**GIVEN INSTRUCTION A**
In the vehicle extension module description below, what forms the rear wheels of the drivable unit when wheel 224 is retracted?
**GIVEN INSTRUCTION B**
Carry on the vehicle extension module description below from its last sentence.
start SELECTED EXCERPT
The extension module 234 includes at least one wheel 280 mounted with respect to the body portion 242. The rear wheel 224 of the base unit is selectively retractable; in FIG. 5 the wheel 224 is shown in an extended position in which the wheel 224 rotatably supports the base unit 212 on the ground, and in which the wheel 224 enables the base unit 212 to operate as a fully functional vehicle without the extension module 234. In FIG. 7, the wheel 224 is shown in a retracted position relative to the frame 216, in which the wheel 224 does not contact the ground. Wheels 280 of the extension module 234 then form the rear wheels of the drivable unit 240.

The extension module 234 also includes an auxiliary power unit 78 mounted with respect to the vehicle body portion 242. The auxiliary power unit 78 may be an internal combustion engine that transmits torque to at least one of the wheels 220, 280. The auxiliary power unit 78 may also generate electrical energy to power the electric motor 66 or recharge the battery 70, such as an internal combustion engine in combination with a generator, or a fuel cell. Accordingly, the interfaces 230, 236 may include an electrical interface (not shown) to transmit control signals to the auxiliary power unit 78 from the base unit 212, or to transmit electrical energy from the auxiliary power unit 78 to the battery 70 and/or the motor 66 in the base unit 212.

When a user of the vehicle system 210 desires additional cargo space, passenger capacity, and/or driving range before recharging the battery 70, the user may open the closure 227, and then engage the fastening elements 238 of the second attachment interface 236 with the fastening elements 232 of the first attachment interface 230 to attach the extension module 234 to the base unit 212. After the extension module 234 is connected to the base unit 212, the wheel 224 may then be retracted. The extension module 234 provides increased cargo space and/or passenger capacity to the base unit 212, and the auxiliary power unit 78 provides additional power and or/driving range to the vehicle system 210. When a user of the vehicle system 210 desires a compact, electric-only vehicle, then the user may extend wheel 224 to the position shown in FIG. 5, disconnect the extension module 234 from the base unit 212, and then move the closure 227 to the closed position. The base unit 212 is then drivable as a compact, battery-electric vehicle. In the embodiment depicted, the extension module 234 has at least one passenger seat 274 mounted to the body portion 242 and disposed within the interior compartment 246.
end SELECTED EXCERPT
start DATASET CONTENT
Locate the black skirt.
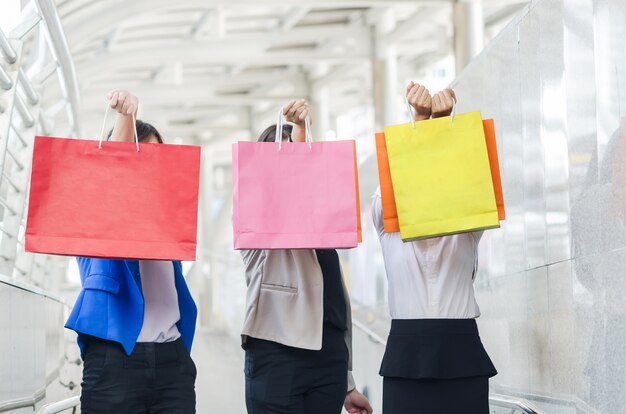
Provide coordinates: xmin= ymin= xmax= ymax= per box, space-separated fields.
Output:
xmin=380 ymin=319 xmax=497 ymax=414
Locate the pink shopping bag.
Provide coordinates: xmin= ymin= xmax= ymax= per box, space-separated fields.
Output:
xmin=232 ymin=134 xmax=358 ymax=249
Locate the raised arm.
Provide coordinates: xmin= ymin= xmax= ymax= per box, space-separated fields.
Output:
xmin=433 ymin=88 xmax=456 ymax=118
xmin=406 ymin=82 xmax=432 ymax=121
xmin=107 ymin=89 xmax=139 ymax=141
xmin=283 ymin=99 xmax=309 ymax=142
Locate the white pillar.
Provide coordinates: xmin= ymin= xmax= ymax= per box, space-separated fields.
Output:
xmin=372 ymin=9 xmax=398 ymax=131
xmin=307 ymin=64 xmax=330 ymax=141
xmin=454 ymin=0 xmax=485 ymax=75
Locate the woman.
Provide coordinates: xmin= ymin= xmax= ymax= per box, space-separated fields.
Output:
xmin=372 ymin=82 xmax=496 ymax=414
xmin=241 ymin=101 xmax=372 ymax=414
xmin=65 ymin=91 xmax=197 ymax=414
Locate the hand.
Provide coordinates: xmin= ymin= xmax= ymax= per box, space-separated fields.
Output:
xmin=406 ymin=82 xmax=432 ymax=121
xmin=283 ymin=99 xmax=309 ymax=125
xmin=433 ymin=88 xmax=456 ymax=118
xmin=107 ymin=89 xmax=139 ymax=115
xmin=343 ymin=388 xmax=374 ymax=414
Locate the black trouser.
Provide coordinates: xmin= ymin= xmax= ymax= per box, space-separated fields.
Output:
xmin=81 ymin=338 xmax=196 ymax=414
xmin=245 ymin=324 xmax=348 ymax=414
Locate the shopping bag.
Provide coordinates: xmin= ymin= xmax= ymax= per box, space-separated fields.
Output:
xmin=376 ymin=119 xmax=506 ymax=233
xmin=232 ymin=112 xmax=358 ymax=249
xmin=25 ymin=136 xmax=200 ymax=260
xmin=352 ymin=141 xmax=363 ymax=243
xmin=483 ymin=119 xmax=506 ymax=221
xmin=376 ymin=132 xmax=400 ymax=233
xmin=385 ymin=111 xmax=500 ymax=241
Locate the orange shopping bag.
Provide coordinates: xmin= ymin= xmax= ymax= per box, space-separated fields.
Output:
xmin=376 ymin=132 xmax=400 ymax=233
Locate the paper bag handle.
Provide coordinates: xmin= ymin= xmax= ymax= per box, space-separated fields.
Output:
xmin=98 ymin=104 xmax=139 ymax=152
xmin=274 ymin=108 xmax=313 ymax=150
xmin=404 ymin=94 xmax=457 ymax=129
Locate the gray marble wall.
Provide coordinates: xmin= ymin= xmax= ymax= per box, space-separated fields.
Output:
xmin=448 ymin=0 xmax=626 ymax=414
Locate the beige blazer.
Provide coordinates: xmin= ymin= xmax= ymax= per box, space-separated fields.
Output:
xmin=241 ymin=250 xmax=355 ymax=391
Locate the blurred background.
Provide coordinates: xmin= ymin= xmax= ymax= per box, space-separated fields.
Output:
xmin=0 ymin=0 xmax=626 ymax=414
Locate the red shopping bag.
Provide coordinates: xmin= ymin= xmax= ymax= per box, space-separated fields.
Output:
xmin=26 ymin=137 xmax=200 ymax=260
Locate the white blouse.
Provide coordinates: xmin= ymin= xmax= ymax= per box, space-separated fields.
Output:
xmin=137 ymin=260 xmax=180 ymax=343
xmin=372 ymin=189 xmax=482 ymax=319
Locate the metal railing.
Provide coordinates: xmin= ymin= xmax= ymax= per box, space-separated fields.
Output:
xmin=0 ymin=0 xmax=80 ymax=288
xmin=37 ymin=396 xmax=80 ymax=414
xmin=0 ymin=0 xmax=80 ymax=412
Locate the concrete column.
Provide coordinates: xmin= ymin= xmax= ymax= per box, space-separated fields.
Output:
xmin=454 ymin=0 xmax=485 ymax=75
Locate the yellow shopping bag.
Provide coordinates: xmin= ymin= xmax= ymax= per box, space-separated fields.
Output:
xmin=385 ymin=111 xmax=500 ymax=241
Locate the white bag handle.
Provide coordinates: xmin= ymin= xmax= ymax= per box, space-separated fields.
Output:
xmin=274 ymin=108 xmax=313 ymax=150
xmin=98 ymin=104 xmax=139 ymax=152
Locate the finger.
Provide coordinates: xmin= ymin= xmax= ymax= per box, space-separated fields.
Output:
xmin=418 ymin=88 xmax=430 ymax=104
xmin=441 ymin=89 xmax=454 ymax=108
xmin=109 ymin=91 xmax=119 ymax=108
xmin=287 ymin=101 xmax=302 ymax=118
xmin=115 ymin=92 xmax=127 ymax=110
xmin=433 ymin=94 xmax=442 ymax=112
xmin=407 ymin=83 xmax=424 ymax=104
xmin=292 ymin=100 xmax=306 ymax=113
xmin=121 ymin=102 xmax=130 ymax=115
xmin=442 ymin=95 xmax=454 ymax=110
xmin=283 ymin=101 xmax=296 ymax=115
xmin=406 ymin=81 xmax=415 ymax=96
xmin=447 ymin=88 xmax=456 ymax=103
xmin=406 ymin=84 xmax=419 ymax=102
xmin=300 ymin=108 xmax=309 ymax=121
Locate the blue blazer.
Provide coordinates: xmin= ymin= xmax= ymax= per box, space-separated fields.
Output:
end DATASET CONTENT
start DATASET CONTENT
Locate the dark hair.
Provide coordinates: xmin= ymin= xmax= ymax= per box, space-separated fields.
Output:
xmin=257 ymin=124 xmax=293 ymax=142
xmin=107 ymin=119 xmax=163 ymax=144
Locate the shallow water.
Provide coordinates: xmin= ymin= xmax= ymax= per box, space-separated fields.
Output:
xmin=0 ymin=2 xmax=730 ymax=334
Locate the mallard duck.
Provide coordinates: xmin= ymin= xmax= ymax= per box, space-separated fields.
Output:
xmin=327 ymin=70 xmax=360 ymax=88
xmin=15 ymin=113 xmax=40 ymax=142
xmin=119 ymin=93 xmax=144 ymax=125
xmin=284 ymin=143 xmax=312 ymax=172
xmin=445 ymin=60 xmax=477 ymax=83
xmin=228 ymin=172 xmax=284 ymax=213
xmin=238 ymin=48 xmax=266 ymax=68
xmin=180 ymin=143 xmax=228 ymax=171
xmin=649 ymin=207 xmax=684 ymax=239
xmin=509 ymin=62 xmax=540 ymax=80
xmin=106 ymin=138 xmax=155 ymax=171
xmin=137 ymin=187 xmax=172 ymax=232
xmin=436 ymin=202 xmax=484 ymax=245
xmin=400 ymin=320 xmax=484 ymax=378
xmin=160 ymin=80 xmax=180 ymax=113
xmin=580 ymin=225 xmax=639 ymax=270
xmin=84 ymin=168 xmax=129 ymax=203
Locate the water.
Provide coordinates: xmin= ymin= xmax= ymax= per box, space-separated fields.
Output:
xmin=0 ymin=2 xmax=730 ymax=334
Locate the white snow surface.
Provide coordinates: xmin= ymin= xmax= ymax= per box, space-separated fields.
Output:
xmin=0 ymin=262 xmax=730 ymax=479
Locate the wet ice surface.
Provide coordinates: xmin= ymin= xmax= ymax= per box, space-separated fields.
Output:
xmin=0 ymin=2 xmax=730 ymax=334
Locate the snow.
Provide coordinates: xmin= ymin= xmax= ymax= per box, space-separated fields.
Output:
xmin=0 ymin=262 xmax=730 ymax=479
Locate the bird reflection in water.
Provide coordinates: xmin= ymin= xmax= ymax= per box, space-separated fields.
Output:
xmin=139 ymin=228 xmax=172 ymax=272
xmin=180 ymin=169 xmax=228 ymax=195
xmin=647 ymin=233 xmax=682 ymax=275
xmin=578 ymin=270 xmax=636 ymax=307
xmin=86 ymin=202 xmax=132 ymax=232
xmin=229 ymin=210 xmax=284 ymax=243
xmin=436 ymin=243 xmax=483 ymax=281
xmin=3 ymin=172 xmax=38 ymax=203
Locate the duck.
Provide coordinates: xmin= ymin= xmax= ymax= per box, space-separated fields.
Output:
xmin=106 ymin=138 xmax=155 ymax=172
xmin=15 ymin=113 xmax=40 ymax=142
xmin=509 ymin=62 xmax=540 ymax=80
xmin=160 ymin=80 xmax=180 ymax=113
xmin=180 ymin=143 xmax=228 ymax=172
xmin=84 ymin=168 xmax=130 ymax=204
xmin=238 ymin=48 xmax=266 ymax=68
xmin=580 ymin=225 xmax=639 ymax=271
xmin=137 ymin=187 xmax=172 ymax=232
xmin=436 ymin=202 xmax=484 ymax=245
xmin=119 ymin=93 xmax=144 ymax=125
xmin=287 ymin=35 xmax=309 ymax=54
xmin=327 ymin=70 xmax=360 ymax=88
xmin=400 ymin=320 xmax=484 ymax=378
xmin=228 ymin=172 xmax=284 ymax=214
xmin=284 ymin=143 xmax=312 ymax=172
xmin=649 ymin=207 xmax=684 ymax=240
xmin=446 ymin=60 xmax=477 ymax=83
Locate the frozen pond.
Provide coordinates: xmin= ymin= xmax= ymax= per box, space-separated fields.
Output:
end DATASET CONTENT
**FINAL RESULT A**
The wheels 280 of the extension module 234.

**FINAL RESULT B**
Referring to FIGS. 8 and 9, wherein like reference numbers refer to like components from FIGS. 1-7, an expandable vehicle system 310 includes a base unit 312 having a frame 316, front wheels 318 rotatably mounted with respect to the frame 316, rear wheels 320 rotatably mounted with respect to the frame 316, and a battery-electric propulsion system 62 mounted with respect to the frame 316. The frame 316 is a chassis frame configured for body-on-frame vehicle architecture. The base unit 312 in the embodiment depicted does not include a vehicle body or body portion defining an interior compartment. The base unit 312 also includes a steering system (not shown) and a braking system (not shown).

The base unit 312 has a first attachment interface 330 mounted with respect to the frame 316. In the embodiment depicted, the first attachment interface 330 includes mechanical fasteners, and, more specifically, the mechanical fasteners are vehicle body mounts 332. The expandable vehicle system 310 also includes two rear modules, or extension modules, that are selectively, releasably engageable at the first attachment interface 330. More specifically, the expandable vehicle system 310 includes a first extension module, shown at 334 in FIG. 9, and a second extension module, shown at 334A in FIG. 8.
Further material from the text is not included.